> EXERCISE MATERIAL:
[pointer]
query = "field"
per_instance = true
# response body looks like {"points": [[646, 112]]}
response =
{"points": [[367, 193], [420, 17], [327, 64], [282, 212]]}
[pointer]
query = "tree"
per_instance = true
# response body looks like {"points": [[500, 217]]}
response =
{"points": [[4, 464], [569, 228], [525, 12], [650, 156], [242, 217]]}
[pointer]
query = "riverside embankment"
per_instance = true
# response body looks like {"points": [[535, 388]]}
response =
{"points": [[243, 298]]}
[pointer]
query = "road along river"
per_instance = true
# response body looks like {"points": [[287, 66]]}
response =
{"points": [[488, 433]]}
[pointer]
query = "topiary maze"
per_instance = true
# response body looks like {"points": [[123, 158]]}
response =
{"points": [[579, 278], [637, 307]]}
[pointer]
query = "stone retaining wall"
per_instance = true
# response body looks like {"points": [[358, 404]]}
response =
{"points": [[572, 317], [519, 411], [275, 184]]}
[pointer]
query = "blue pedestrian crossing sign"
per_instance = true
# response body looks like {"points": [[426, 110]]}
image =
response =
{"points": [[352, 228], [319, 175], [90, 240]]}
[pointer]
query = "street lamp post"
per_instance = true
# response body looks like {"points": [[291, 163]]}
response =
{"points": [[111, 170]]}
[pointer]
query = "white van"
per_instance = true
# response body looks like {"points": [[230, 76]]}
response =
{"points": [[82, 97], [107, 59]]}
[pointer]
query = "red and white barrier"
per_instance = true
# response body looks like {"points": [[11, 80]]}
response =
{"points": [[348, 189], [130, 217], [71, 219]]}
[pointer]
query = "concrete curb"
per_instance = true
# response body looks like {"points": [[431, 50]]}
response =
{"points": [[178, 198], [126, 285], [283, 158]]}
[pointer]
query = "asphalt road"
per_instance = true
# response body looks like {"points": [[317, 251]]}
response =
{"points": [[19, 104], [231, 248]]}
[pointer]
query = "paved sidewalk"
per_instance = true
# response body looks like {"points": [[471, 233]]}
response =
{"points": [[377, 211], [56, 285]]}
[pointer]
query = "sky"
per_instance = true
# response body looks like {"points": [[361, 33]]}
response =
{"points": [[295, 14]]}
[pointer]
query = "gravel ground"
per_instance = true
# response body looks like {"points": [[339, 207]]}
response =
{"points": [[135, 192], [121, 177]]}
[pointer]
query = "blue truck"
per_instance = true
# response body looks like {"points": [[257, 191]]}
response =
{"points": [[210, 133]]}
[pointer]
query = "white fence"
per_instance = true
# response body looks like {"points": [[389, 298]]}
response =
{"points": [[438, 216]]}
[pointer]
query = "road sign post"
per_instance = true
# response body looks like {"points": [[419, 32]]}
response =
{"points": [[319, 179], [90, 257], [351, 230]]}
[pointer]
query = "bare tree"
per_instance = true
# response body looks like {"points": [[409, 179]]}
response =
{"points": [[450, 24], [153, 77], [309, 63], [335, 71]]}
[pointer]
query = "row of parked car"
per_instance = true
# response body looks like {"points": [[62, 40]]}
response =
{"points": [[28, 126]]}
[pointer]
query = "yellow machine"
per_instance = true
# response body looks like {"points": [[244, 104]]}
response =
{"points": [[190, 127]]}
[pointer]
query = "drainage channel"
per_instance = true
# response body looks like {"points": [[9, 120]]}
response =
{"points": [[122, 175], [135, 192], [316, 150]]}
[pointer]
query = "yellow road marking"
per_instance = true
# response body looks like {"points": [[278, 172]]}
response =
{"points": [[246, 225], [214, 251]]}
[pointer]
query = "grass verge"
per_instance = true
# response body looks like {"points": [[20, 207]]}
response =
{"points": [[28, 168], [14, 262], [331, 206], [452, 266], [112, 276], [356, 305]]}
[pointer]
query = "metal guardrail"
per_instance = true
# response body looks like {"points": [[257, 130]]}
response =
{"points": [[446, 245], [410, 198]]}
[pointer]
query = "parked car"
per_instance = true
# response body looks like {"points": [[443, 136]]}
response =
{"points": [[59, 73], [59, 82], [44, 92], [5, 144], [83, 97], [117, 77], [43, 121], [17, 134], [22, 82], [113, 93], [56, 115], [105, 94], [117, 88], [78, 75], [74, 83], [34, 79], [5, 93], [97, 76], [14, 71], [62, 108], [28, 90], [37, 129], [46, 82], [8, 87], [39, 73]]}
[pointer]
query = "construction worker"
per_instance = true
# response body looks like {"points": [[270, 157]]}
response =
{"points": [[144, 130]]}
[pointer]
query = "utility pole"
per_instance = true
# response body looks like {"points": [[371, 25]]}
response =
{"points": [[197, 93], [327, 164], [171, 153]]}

> BRIEF: Write out all the lines again, exactly as they are.

> EXERCISE RESPONSE:
[pointer]
query = "field"
per_instance = true
# response body looks like {"points": [[646, 112]]}
response =
{"points": [[367, 193], [420, 17], [327, 64], [282, 212]]}
[pointer]
query = "tree"
per_instance = true
# response body looks like {"points": [[500, 217]]}
response =
{"points": [[4, 464], [569, 228], [525, 12], [650, 156], [242, 217]]}
[pointer]
query = "riverside embankment"
per_instance = true
# response body looks like {"points": [[535, 388]]}
response =
{"points": [[243, 298]]}
[pointer]
query = "road along river"
per_instance = true
# response body looks like {"points": [[287, 66]]}
response =
{"points": [[488, 433]]}
[pointer]
query = "topiary maze"
per_instance = true
# response body looks like {"points": [[123, 158]]}
response =
{"points": [[579, 278], [637, 307]]}
[pointer]
query = "stone retaining wall"
per_instance = true
# response body looks like {"points": [[358, 404]]}
response =
{"points": [[572, 317], [519, 411], [275, 184]]}
[pointer]
query = "blue pedestrian crossing sign"
per_instance = true
# response body looks like {"points": [[426, 110]]}
image =
response =
{"points": [[352, 228], [319, 175], [90, 240]]}
[pointer]
query = "street lamp post"
per_instance = true
# response body looks like {"points": [[291, 163]]}
response =
{"points": [[111, 170]]}
[pointer]
query = "white van"
per_instance = true
# response body looks like {"points": [[230, 76]]}
response =
{"points": [[82, 97], [107, 59]]}
[pointer]
query = "red and white barrier"
per_instance = true
# response body looks like {"points": [[11, 80]]}
response =
{"points": [[348, 189], [130, 217], [71, 219]]}
[pointer]
query = "concrete curb"
per_instance = true
# response body looks like {"points": [[431, 50]]}
response =
{"points": [[178, 198], [126, 285], [283, 158]]}
[pointer]
query = "asphalt road"
per_instance = true
# response body looks like {"points": [[317, 251]]}
response =
{"points": [[19, 104], [231, 248]]}
[pointer]
query = "paved sidewalk"
per_instance = true
# response body looks like {"points": [[471, 233]]}
response =
{"points": [[377, 211], [56, 285]]}
[pointer]
query = "sky"
per_instance = true
# response body looks like {"points": [[361, 33]]}
response =
{"points": [[295, 14]]}
[pointer]
query = "gravel ground"
per_instance = true
# response body looks like {"points": [[339, 207]]}
response =
{"points": [[135, 192], [121, 177]]}
[pointer]
query = "blue truck"
per_instance = true
# response body looks like {"points": [[257, 191]]}
response =
{"points": [[210, 133]]}
[pointer]
query = "white fence"
per_instance = true
# response body looks like {"points": [[389, 298]]}
response =
{"points": [[438, 216]]}
[pointer]
query = "road sign post"
per_instance = true
# response body looks like {"points": [[419, 32]]}
response =
{"points": [[319, 179], [90, 257], [351, 230]]}
[pointer]
query = "bare tree"
per_instance = true
# response body looks like {"points": [[409, 179]]}
response =
{"points": [[450, 24], [153, 77], [309, 63], [335, 71]]}
[pointer]
query = "row of parked car"
per_instance = true
# response body looks like {"points": [[62, 40]]}
response =
{"points": [[28, 126]]}
[pointer]
query = "yellow machine"
per_instance = true
# response body looks like {"points": [[244, 104]]}
response =
{"points": [[190, 127]]}
[pointer]
query = "drainage channel"
per_instance = true
# response body looks like {"points": [[9, 120]]}
response =
{"points": [[122, 175], [135, 192], [316, 150]]}
[pointer]
query = "yellow road marking"
per_instance = true
# response body looks like {"points": [[278, 172]]}
response =
{"points": [[246, 225], [214, 251]]}
[pointer]
query = "grass verge"
per_instance = true
# response body looks like {"points": [[20, 207]]}
response =
{"points": [[28, 168], [14, 262], [331, 206], [452, 266], [112, 276], [356, 305]]}
[pointer]
query = "metal guardrail"
per_instance = true
# response body looks like {"points": [[257, 130]]}
response =
{"points": [[446, 245], [410, 198]]}
[pointer]
query = "parked car"
per_instance = true
# response body looks like {"points": [[443, 136]]}
response =
{"points": [[59, 73], [59, 82], [44, 92], [5, 144], [83, 97], [117, 77], [43, 121], [17, 134], [22, 82], [113, 93], [56, 115], [105, 94], [117, 88], [78, 75], [74, 83], [34, 79], [5, 93], [97, 76], [14, 71], [62, 108], [28, 90], [37, 129], [46, 82], [8, 87], [39, 73]]}
[pointer]
query = "construction worker"
per_instance = true
# response body looks like {"points": [[270, 157]]}
response =
{"points": [[144, 130]]}
[pointer]
query = "utility pole"
per_instance = true
# response body looks like {"points": [[371, 25]]}
response =
{"points": [[197, 93], [327, 164], [171, 153]]}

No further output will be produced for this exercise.